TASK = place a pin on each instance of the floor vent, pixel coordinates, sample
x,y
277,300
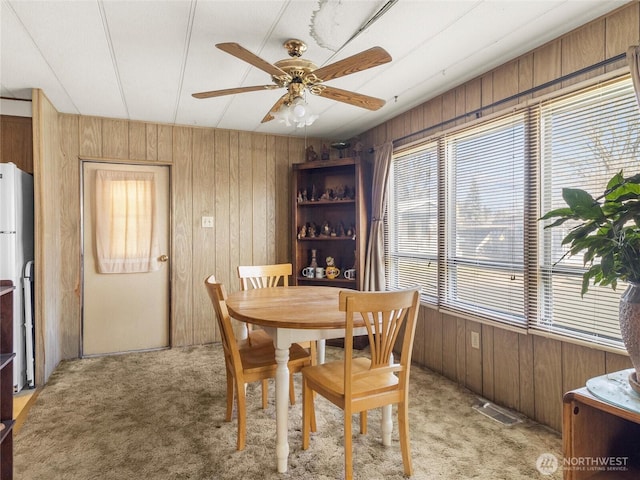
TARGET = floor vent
x,y
496,413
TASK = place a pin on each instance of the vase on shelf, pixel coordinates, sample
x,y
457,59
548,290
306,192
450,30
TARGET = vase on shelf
x,y
629,317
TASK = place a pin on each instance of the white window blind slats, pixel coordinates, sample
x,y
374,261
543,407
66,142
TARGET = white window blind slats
x,y
484,220
585,140
413,228
463,212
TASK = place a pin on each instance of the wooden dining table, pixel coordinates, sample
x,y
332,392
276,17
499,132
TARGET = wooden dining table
x,y
290,315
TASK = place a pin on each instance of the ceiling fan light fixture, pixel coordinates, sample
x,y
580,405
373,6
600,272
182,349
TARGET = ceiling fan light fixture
x,y
296,113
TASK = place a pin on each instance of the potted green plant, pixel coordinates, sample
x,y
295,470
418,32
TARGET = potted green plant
x,y
608,235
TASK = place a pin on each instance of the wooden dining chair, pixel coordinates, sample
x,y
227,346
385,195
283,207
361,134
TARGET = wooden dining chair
x,y
268,276
363,383
246,365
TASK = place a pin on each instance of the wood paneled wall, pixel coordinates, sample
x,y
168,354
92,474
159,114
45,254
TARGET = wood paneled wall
x,y
239,178
528,373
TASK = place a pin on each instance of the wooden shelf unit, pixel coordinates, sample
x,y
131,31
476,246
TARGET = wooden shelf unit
x,y
6,379
594,429
347,251
351,212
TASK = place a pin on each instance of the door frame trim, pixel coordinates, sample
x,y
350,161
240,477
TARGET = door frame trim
x,y
111,161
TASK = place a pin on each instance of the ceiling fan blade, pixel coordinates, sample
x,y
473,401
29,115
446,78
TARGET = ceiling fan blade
x,y
276,106
352,98
243,54
356,63
231,91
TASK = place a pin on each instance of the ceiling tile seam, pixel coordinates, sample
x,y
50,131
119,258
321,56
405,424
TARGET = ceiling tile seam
x,y
374,18
185,56
44,58
112,53
472,54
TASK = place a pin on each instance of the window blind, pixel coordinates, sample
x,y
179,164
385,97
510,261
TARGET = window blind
x,y
412,226
585,139
484,220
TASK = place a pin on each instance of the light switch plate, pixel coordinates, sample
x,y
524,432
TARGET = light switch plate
x,y
207,222
475,340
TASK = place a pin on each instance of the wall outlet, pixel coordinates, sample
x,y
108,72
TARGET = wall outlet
x,y
207,222
475,340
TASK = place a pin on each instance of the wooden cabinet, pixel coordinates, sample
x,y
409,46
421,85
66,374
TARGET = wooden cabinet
x,y
330,218
6,379
600,440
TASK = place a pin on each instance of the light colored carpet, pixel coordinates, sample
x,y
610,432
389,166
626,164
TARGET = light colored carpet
x,y
160,415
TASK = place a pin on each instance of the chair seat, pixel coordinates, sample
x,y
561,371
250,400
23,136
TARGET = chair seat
x,y
330,376
256,338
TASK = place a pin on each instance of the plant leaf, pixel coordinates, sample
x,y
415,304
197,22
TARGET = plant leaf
x,y
558,212
582,204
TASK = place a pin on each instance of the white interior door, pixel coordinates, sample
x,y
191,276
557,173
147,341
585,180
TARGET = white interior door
x,y
124,312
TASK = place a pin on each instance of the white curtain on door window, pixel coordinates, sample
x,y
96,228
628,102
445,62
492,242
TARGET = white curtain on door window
x,y
126,224
633,56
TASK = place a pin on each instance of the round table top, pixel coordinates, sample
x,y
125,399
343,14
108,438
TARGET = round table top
x,y
309,307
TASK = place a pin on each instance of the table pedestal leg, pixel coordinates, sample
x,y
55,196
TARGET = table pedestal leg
x,y
282,408
387,425
320,346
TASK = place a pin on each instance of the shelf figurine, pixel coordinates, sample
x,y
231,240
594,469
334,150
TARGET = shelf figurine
x,y
324,155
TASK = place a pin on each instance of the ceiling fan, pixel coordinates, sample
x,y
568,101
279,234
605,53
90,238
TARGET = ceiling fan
x,y
297,75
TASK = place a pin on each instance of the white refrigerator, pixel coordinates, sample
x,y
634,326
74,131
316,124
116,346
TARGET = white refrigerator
x,y
16,261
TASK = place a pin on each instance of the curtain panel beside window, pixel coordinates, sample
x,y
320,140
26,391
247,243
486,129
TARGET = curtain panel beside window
x,y
126,223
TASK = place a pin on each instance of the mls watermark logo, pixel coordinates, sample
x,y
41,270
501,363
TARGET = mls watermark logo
x,y
547,464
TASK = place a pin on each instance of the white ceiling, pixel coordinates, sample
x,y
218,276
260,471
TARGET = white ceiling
x,y
142,60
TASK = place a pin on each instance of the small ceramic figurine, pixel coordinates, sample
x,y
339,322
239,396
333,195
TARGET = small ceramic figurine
x,y
312,156
325,152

§ Work item: A faithful, word-for-word copy of the data is needed; the pictures should not appear in it.

§ Answer space:
TASK = place a pin on each instance of the floor vent, pixel coordinates, sample
x,y
277,300
TARGET = floor vent
x,y
496,413
TASK = place a pin on each instance of the vase on shelf, pixel coordinates, sample
x,y
457,59
548,290
306,192
450,30
TARGET = vase on shelf
x,y
629,317
TASK = place a pin on each instance of the white window blind slats, pixel coordinates, sample
x,y
374,261
543,407
66,142
TARGET = white window blind slats
x,y
484,220
585,140
413,228
463,212
TASK = place a pin on each instance of the wooden dining table, pixel coordinates, sample
x,y
332,392
276,17
499,132
TARGET = wooden dining table
x,y
290,315
TASK = place a pin on each instance of the ceiling fan light fixture, pixel coordinates, sample
x,y
580,405
373,6
600,272
182,349
TARGET = ceiling fan light fixture
x,y
296,113
TASK = place a pin on each instance of the potted green plant, pixel coordinates, sample
x,y
295,470
418,32
TARGET = potted green plant
x,y
608,235
TASK = place a pin on each instance of the wooden dining chair, pixel coordinates, sample
x,y
227,346
385,195
283,207
361,134
TARGET = wooden dining chair
x,y
268,276
363,383
246,365
TASK = place a pin on each instance of the wood paneled wall, pixel coordinates, sample
x,y
168,354
92,474
159,114
45,254
TARGET = wood paneled wall
x,y
239,178
528,373
TASK = place a pin on each instance of the wooden shelf unit, pixel coordinates, sample
x,y
131,31
476,246
TARGET = wooden shelf unit
x,y
6,379
594,429
347,251
351,212
TASK = place a pin on each instance of the door frame trim, pixel coordinates, sample
x,y
350,161
240,477
TARGET = door frame trim
x,y
111,161
TASK = place a pin on each instance of the ceiling fan blade, pixel coordinates, sample
x,y
473,401
29,115
446,78
TARGET = ceiling fan blade
x,y
276,106
352,98
243,54
356,63
231,91
TASK = place a pin on each instance of the ceiling tile seam, pixel coordinates, sample
x,y
50,131
119,258
321,56
405,424
TARGET = ceiling tile seam
x,y
374,18
185,56
44,58
112,53
472,54
TASK = place a pin on each instance of the window blind, pixel coordinates, sample
x,y
179,164
385,97
510,261
TARGET = window blind
x,y
412,226
585,139
484,220
TASK = place a pin on each instance of the light switch plate, pixel coordinates, sample
x,y
524,432
TARGET = light switch plate
x,y
207,222
475,340
TASK = place a pin on each instance of the wall outlet, pixel coordinates, sample
x,y
108,72
TARGET = wall outlet
x,y
207,222
475,340
TASK = place a pin on each instance of the wooden cabinet, pixel coordinates, sample
x,y
409,46
421,85
66,374
TARGET = wooden cabinet
x,y
330,218
6,379
600,440
TASK = place a pin on each instance of the light colored carpet, pixel coordinates, sample
x,y
610,432
389,166
626,164
TARGET = light colored carpet
x,y
160,415
TASK = place a pin on each instance of the chair seat, pixel coordinates, sample
x,y
561,371
250,400
23,136
TARGET = chair seat
x,y
330,376
256,338
TASK = place a pin on each instance of the plant leaf, pixel coordinates, sample
x,y
415,304
197,22
TARGET = plant leaf
x,y
558,212
582,204
TASK = place a pin on each instance of the white interior door, pixel coordinates, sample
x,y
191,276
557,173
147,341
585,180
TARGET = white interior door
x,y
124,312
TASK = place a pin on each instance of the white curtain on door window, pixel coordinates, sample
x,y
96,228
628,102
445,62
492,242
TARGET = white curtain on door window
x,y
126,224
633,56
TASK = place a pin on each instance of the round table top, pixel coordinates, sample
x,y
125,399
343,14
108,438
TARGET = round table top
x,y
309,307
TASK = place a pin on each instance of the table pedestal leg, pixel coordinates, sample
x,y
55,196
TARGET = table pedestal leg
x,y
282,408
387,425
320,346
TASK = place a pin on each instance of the shelf figurine, pixel coordinates, sample
x,y
231,240
594,469
334,150
TARGET = shelf figurine
x,y
324,155
TASK = place a pin on each instance of the ceiling fan, pixel coordinates, sample
x,y
568,101
279,234
605,53
90,238
TARGET = ceiling fan
x,y
297,75
TASK = place a pin on each instance of the white refrigerator, pixel coordinates, sample
x,y
634,326
74,131
316,124
116,346
TARGET = white refrigerator
x,y
16,261
TASK = place a pin on each instance of the curtain panel beside window, pixel coordinates, sample
x,y
320,140
26,391
247,243
486,129
TARGET = curtain panel beside window
x,y
126,223
TASK = place a pin on each instance of the mls watermark logo, pixel coordinates, sample
x,y
41,270
501,363
TARGET = mls watermark logo
x,y
547,464
TASK = place a pin on each instance of the white ceiling, pixel coordinates, sample
x,y
218,276
260,471
TARGET = white ceiling
x,y
142,60
TASK = place a pin on each instance of the small ceramic figurine, pixel coordinates, sample
x,y
339,322
239,396
333,195
TARGET = small ceramic figurine
x,y
312,156
325,152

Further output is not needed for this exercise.